Print the lines below word for word, leaving out the pictures.

"""

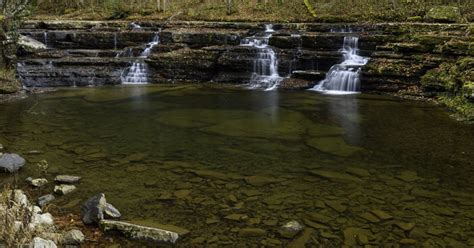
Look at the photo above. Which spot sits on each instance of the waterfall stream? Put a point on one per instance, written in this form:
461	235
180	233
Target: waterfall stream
344	78
137	73
265	68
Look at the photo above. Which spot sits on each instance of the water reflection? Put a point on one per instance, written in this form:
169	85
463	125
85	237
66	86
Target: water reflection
345	110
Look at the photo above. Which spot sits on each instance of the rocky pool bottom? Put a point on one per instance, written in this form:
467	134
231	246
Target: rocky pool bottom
233	166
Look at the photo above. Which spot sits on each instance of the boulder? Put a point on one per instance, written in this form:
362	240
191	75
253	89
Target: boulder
42	243
73	237
144	233
11	162
445	14
37	182
111	212
92	211
67	179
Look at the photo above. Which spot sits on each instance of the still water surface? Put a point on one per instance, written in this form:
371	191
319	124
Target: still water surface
219	160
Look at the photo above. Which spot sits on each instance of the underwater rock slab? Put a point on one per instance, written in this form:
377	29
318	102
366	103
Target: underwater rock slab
336	176
144	233
333	145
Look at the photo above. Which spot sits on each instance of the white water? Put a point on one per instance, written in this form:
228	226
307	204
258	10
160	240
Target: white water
138	72
344	78
265	66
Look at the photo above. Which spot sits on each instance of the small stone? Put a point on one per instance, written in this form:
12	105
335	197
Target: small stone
198	241
261	180
358	171
67	179
369	217
42	243
290	229
404	226
64	189
93	209
408	176
337	206
435	231
407	241
45	199
362	239
236	217
351	235
328	235
38	182
252	232
381	214
181	194
73	237
11	162
42	220
111	212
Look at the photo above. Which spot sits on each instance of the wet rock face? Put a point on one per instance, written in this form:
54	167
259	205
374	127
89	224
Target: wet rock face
11	162
96	53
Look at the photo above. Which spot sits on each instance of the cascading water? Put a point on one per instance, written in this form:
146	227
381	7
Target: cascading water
138	72
265	68
344	78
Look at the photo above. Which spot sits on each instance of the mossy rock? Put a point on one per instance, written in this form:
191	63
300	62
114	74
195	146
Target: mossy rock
415	19
457	47
444	14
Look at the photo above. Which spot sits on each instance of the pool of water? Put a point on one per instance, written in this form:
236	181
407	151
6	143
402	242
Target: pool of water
217	161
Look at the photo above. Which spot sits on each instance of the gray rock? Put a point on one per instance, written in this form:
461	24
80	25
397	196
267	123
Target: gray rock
67	179
42	243
11	162
43	200
37	182
30	44
73	237
144	233
64	189
111	212
92	211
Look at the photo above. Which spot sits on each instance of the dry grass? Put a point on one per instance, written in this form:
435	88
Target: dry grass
14	220
251	10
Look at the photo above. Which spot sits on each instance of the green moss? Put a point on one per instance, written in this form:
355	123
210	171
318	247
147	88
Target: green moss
446	14
415	19
464	110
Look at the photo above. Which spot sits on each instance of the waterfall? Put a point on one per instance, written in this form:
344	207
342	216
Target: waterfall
45	38
344	78
138	72
265	66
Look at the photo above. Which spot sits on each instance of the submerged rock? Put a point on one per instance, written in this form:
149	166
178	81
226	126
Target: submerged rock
37	182
261	180
11	162
92	211
143	233
252	232
43	200
73	237
290	229
336	176
67	179
64	189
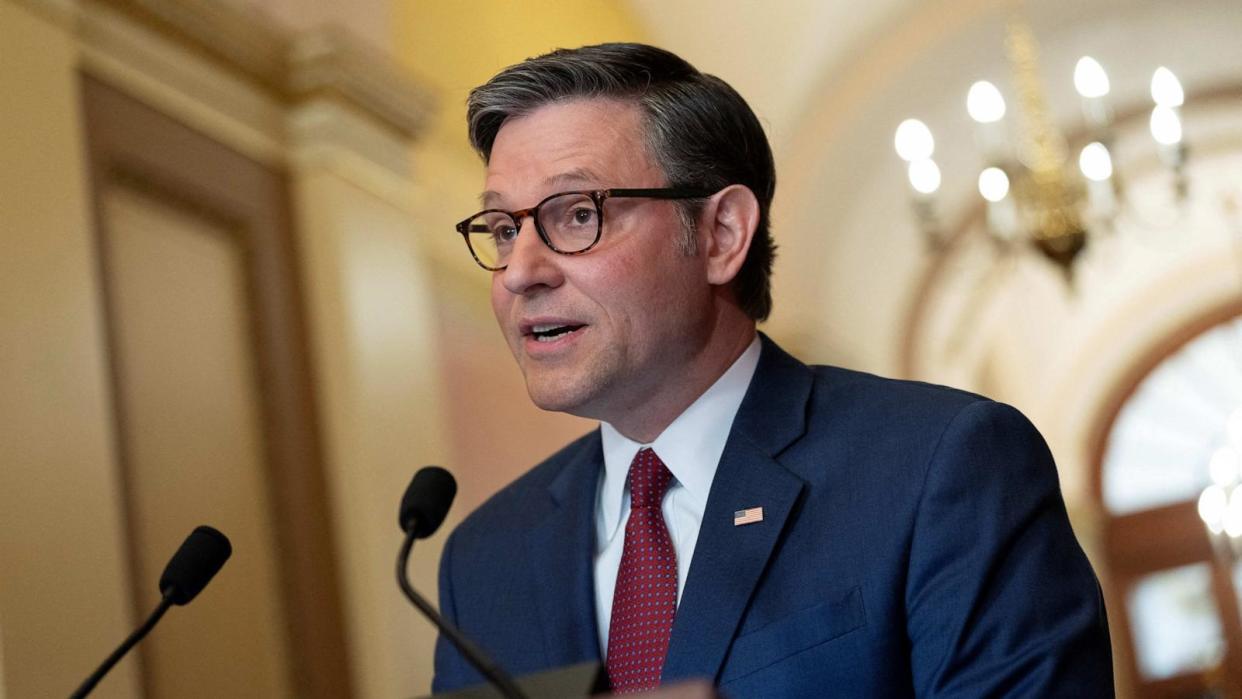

"""

Correct result -
Look at the photo above. Which spot sits on each instance of the waterfall stream? Put a point on one per instance, written in this form:
461	235
180	233
Target: waterfall stream
344	78
137	73
265	68
Look at the photo above. Which spot sits on each instance of the water reflection? Put a point on one per instance, written in this form:
169	85
463	125
85	237
66	86
Target: water reflection
345	110
Look at the photo above. Which spot sits on each instance of the rocky pool bottom? Put a point on one per instance, written in this form:
467	134
231	246
Target: rocky pool bottom
233	166
Look at the photo above. Which spot sits on each instance of the boulder? Put a point on one per instance, written in this form:
362	240
191	75
253	89
Target: boulder
42	243
73	237
144	233
11	162
445	14
37	182
111	212
92	211
67	179
Look at the photo above. Which spot sits on each instance of the still water surface? Put a point on one per instance, written in this form:
371	191
319	124
Target: still water surface
219	160
Look at the photo above. Which spot sits on each instance of the underwater rock slab? Put a point on one per instance, written in this form:
377	29
318	102
366	103
Target: underwater rock slab
336	176
144	233
333	145
Look at the photo above. Which spot sits on each instance of the white water? Put a point on one per instance, written in this form:
228	226
307	204
258	10
160	240
Target: white water
138	72
344	78
265	66
Look at the photo above. Which spot sits on each instance of the small stone? Put a point on one per instance, written in this form:
12	105
335	197
Target: small stone
198	241
261	180
358	171
67	179
369	217
42	243
290	229
404	226
64	189
93	209
408	176
337	206
435	231
407	241
45	199
362	239
236	217
351	235
328	235
38	182
252	232
381	214
181	194
73	237
11	162
42	220
111	212
Look at the photo above. Which spot sits on each instance of the wet rock face? Put a point on one per instance, written in this form:
54	167
259	205
374	127
89	224
Target: wet rock face
11	162
96	53
Look at the photo above. Which spot sits on each instance of the cascading water? Put a point on one per instance, written in this form:
146	227
381	7
Target: cascading water
138	72
265	68
344	78
Look at the photo above. Which spot sits on each instance of the mossy rock? Put a point on one per instance, written in this form:
191	63
300	62
114	74
195	146
Target: mossy rock
415	19
457	47
444	14
Look at the photo above. Which spot sits on each instance of the pool of water? Put a point on one per instance, written in this form:
236	181
407	151
6	143
402	242
Target: pool of water
217	161
Look at the photo above. Which spot sits on each instance of the gray rock? Put a point on one per instance, written in this form:
461	24
80	25
397	196
267	123
Target: gray rock
67	179
42	243
11	162
43	200
37	182
30	44
73	237
144	233
64	189
111	212
92	211
Look at the photo above. Which spot sits on each instance of the dry grass? Put a point on one per instance, written in this form:
435	88
Target: dry grass
14	220
251	10
Look at the photo above. Which spot sits on each instance of the green moss? Put a point on one per instance, written in this form:
355	123
210	171
318	247
147	88
Target: green moss
446	14
415	19
464	110
Look at the photo above. Which spot sits on each instance of the waterfall? Put a point on one per instance, written in this form:
344	207
342	216
Target: waterfall
45	38
344	78
138	72
265	66
Look at the photo above. Which spot sits on each instance of the submerged rock? Put a point on one per instance, written in this form:
149	166
178	81
226	126
Target: submerged rock
37	182
261	180
11	162
92	211
143	233
252	232
43	200
73	237
290	229
336	176
67	179
64	189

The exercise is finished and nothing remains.